=== Short task ===
Reproduce every line of the material below, substituting "inventory scanner" for each occurrence of "planogram checker" and changing nothing else.

Stored items from a collection
#####
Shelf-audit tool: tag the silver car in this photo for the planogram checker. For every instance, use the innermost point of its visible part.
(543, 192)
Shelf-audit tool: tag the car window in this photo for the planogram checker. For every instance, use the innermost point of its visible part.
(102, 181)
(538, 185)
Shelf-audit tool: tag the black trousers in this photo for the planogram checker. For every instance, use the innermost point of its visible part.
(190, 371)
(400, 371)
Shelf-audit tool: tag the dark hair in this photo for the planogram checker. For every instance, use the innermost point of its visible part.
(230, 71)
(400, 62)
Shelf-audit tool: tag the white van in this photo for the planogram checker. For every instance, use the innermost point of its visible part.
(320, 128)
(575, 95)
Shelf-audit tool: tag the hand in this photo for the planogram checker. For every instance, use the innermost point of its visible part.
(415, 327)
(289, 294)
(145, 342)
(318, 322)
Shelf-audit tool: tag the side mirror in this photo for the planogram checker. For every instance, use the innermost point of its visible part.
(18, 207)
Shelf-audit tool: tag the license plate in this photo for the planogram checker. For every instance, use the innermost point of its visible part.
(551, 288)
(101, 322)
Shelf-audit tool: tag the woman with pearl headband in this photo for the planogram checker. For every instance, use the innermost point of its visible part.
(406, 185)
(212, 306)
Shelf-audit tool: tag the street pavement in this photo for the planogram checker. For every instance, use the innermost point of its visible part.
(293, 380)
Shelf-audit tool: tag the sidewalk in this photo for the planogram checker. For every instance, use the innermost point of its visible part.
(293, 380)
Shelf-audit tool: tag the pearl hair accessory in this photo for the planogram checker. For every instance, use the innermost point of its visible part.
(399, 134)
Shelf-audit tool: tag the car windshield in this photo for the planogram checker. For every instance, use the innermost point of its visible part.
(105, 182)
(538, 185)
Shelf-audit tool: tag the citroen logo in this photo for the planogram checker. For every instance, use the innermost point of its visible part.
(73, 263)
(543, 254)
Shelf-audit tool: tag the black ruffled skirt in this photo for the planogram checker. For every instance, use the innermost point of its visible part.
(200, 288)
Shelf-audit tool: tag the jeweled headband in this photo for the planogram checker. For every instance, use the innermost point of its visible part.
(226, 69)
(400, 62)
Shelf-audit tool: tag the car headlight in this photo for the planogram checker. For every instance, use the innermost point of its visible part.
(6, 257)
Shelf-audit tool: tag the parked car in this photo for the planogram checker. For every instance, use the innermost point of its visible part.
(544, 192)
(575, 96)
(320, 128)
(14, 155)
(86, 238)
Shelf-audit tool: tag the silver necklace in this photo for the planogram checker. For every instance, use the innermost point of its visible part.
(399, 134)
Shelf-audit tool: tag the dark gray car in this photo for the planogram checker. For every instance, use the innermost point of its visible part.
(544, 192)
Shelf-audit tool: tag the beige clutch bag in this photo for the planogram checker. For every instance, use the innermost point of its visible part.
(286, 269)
#####
=== Result of this task ===
Shelf-audit tool: tag the silver car in this photo for the inventory scanner. For every instance, use the innermost point of its visible part.
(543, 192)
Shelf-audit tool: tag the car window in this photo for the inventory scanner. For every instance, use the innermost point of its visible part.
(102, 181)
(538, 185)
Shelf-audit tool: tag the black trousers in this photo for the inventory scanner. For every instance, use the innermost point of its visible part.
(190, 371)
(400, 371)
Shelf-audit tool: tag the dark hair in this photo for the inventory scanner. For every instance, use the innermost point of its visible part.
(230, 71)
(400, 62)
Shelf-audit tool: tag the white van in this photo for the inventory scanner. For every instance, use the innermost point of its visible part.
(320, 128)
(575, 95)
Shelf-audit tool: tag the hand in this photo for the inventory scanner. For every instance, use the innermost point of its visible part.
(415, 327)
(289, 294)
(145, 342)
(318, 322)
Shelf-audit tool: tag the side mirror in this photo for the inventory scanner. For every instance, use the innermost point of its visible part.
(18, 207)
Shelf-audit tool: tag the license plate in this photo for the inventory scanner. For every instance, use the innermost point of its visible part.
(551, 288)
(101, 322)
Shelf-audit tool: tag the woman with pearl headband in this photo for the inventory scanner. For every instance, use the innermost point of its visible part.
(406, 185)
(212, 306)
Shelf-audit tool: tag the street pavement in this photo for the inventory scanner. For every instance, use the innermost point of its visible part.
(293, 380)
Shelf-audit tool: tag the sidewalk in this photo for the inventory scanner. For every instance, use the innermost point of its visible part.
(293, 380)
Shelf-audit tool: tag the pearl hair accessory in this photo for the inventory scanner. For every instance, use the innermost point of its visible part.
(399, 134)
Shelf-audit tool: tag the car windshield in this photo for the inventory scanner. For every instance, use the innermost point of its visible part.
(105, 182)
(538, 185)
Shelf-audit tool: tag the citroen logo in this photo for the inventory scanner. For every instance, use the innermost point of its visible part.
(73, 263)
(543, 254)
Shelf-audit tool: tag the black ruffled skirt in this photo for the inventory scanner. For every instance, use the innermost point of its visible part.
(200, 288)
Shelf-audit tool: tag the jeweled headband in this photo for the inventory scanner. For every instance, use the innermost point of its visible part.
(226, 69)
(400, 62)
Shelf-audit tool: tag the car headlight in this photo for the inventory scanner. For every instance, use the innermost point of its visible part.
(6, 257)
Shelf-audit tool: tag the parked car in this photo for the inventory scanner. For every instance, use the innermost point of its visible part.
(544, 192)
(575, 96)
(320, 128)
(14, 155)
(86, 238)
Shelf-audit tool: tag the silver necklace in this photo for the inventory scanner. For every instance, use the innermost point of its visible part.
(399, 134)
Shelf-audit tool: tag the dark gray car in this photo for the inventory scanner. For every instance, use the innermost point of its visible part.
(544, 192)
Shelf-audit tool: tag the beige clutch bag in this photo for the inventory scanner. For every instance, use the innermost point of its visible part.
(286, 269)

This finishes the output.